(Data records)
####################
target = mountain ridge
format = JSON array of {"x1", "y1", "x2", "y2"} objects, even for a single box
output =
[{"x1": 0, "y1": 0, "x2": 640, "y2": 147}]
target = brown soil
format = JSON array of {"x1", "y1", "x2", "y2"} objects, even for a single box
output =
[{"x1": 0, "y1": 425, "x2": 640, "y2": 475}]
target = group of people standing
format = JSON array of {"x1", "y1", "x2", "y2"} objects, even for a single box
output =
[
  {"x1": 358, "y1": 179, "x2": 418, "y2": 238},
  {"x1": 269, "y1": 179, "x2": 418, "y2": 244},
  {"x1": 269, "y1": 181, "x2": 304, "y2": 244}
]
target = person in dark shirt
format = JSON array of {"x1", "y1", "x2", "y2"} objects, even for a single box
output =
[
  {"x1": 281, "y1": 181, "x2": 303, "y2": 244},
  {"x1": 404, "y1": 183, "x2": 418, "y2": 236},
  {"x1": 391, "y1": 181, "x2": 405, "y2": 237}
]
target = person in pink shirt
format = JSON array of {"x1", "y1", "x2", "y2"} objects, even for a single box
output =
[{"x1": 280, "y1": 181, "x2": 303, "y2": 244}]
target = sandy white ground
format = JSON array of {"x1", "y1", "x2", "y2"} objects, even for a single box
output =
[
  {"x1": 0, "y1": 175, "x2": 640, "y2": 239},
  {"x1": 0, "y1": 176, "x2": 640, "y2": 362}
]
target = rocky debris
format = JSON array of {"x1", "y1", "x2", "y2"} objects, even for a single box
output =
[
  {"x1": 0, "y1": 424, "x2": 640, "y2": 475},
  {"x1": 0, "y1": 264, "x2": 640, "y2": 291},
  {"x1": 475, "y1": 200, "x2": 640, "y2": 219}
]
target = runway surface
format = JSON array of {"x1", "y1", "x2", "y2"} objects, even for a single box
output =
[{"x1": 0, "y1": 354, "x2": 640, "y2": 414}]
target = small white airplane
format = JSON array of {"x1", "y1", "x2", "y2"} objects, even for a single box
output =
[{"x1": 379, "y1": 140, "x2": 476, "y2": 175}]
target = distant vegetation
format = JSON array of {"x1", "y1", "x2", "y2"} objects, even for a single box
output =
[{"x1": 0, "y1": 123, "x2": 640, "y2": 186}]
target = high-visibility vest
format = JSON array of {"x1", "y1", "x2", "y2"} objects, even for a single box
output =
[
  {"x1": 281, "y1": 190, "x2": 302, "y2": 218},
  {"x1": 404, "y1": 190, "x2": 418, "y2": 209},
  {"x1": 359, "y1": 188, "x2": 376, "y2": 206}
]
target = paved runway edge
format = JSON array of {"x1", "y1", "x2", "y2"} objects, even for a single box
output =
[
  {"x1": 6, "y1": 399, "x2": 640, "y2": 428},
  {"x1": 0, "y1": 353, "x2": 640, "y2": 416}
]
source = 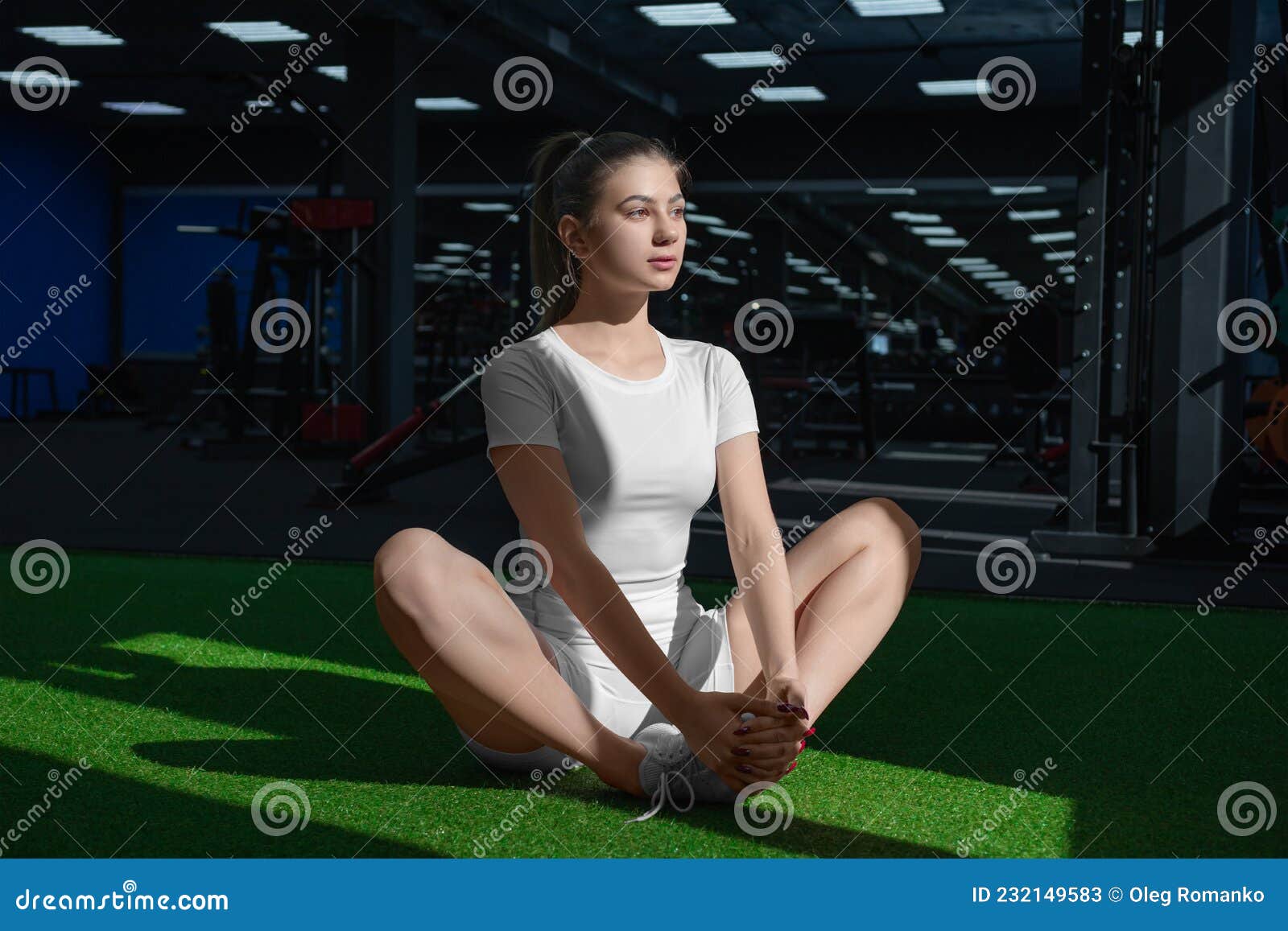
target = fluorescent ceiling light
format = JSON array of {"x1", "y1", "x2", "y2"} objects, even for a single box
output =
[
  {"x1": 416, "y1": 97, "x2": 479, "y2": 109},
  {"x1": 707, "y1": 227, "x2": 751, "y2": 240},
  {"x1": 848, "y1": 0, "x2": 944, "y2": 17},
  {"x1": 1123, "y1": 30, "x2": 1163, "y2": 47},
  {"x1": 917, "y1": 77, "x2": 992, "y2": 97},
  {"x1": 206, "y1": 19, "x2": 309, "y2": 43},
  {"x1": 751, "y1": 84, "x2": 827, "y2": 101},
  {"x1": 103, "y1": 101, "x2": 188, "y2": 116},
  {"x1": 18, "y1": 26, "x2": 125, "y2": 45},
  {"x1": 635, "y1": 2, "x2": 738, "y2": 26},
  {"x1": 1006, "y1": 208, "x2": 1060, "y2": 221},
  {"x1": 698, "y1": 51, "x2": 787, "y2": 68}
]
####################
▶ [Objective]: Transcribe all of the records above character for character. Exclude the pictures.

▶ [Written response]:
target = mountain ridge
format = JSON array of {"x1", "y1", "x2", "y2"} objects, even for a single box
output =
[{"x1": 0, "y1": 0, "x2": 640, "y2": 147}]
target = brown soil
format = JSON array of {"x1", "y1", "x2", "y2"} objects, even for a single box
output =
[{"x1": 0, "y1": 425, "x2": 640, "y2": 475}]
target = group of people standing
format = JSON array of {"x1", "y1", "x2", "y2"} objects, even for a single box
output =
[
  {"x1": 358, "y1": 179, "x2": 418, "y2": 238},
  {"x1": 269, "y1": 179, "x2": 418, "y2": 244},
  {"x1": 269, "y1": 181, "x2": 304, "y2": 244}
]
target = person in dark shirt
format = JSON array of {"x1", "y1", "x2", "y2"} objects, even for a single box
output =
[
  {"x1": 281, "y1": 181, "x2": 303, "y2": 244},
  {"x1": 404, "y1": 183, "x2": 418, "y2": 236},
  {"x1": 391, "y1": 181, "x2": 405, "y2": 237}
]
target = person in pink shirt
format = JSON array of {"x1", "y1", "x2", "y2"} objects, even for a single box
output =
[{"x1": 280, "y1": 181, "x2": 303, "y2": 244}]
target = sandy white ground
format = JSON array of {"x1", "y1", "x2", "y2"} objects, even for a single box
output =
[
  {"x1": 0, "y1": 175, "x2": 640, "y2": 239},
  {"x1": 0, "y1": 176, "x2": 640, "y2": 362}
]
target = rocky debris
format = JSON array of {"x1", "y1", "x2", "y2"} objects, even for a single box
output =
[
  {"x1": 0, "y1": 424, "x2": 640, "y2": 475},
  {"x1": 0, "y1": 264, "x2": 640, "y2": 291},
  {"x1": 475, "y1": 200, "x2": 640, "y2": 219}
]
target = runway surface
format = JSON array of {"x1", "y1", "x2", "y2"} objects, even for a single box
output =
[{"x1": 0, "y1": 354, "x2": 640, "y2": 414}]
target = small white airplane
format = JSON array of {"x1", "y1", "x2", "y2"} objects, even for a single box
output =
[{"x1": 379, "y1": 140, "x2": 476, "y2": 175}]
target = distant vegetation
format = JSON array of {"x1", "y1", "x2", "y2"} objects, even for a single box
output =
[{"x1": 0, "y1": 123, "x2": 640, "y2": 186}]
target = high-visibility vest
format = JSON array of {"x1", "y1", "x2", "y2"} objects, even for a single box
output =
[
  {"x1": 281, "y1": 190, "x2": 302, "y2": 218},
  {"x1": 404, "y1": 190, "x2": 418, "y2": 209},
  {"x1": 359, "y1": 188, "x2": 376, "y2": 206}
]
target = paved runway edge
format = JSON array of {"x1", "y1", "x2", "y2"} objects, even for a single box
output =
[
  {"x1": 6, "y1": 399, "x2": 640, "y2": 428},
  {"x1": 0, "y1": 353, "x2": 640, "y2": 416}
]
source = 
target = fluorescent ceiling light
format = JSON array of {"x1", "y1", "x2", "y2"} objects, even for a single box
output =
[
  {"x1": 416, "y1": 97, "x2": 479, "y2": 109},
  {"x1": 707, "y1": 227, "x2": 751, "y2": 240},
  {"x1": 848, "y1": 0, "x2": 944, "y2": 17},
  {"x1": 1123, "y1": 30, "x2": 1163, "y2": 47},
  {"x1": 917, "y1": 77, "x2": 992, "y2": 97},
  {"x1": 206, "y1": 19, "x2": 309, "y2": 43},
  {"x1": 751, "y1": 84, "x2": 827, "y2": 101},
  {"x1": 103, "y1": 101, "x2": 188, "y2": 116},
  {"x1": 18, "y1": 26, "x2": 125, "y2": 45},
  {"x1": 635, "y1": 2, "x2": 738, "y2": 26},
  {"x1": 1006, "y1": 208, "x2": 1060, "y2": 221},
  {"x1": 698, "y1": 51, "x2": 787, "y2": 68}
]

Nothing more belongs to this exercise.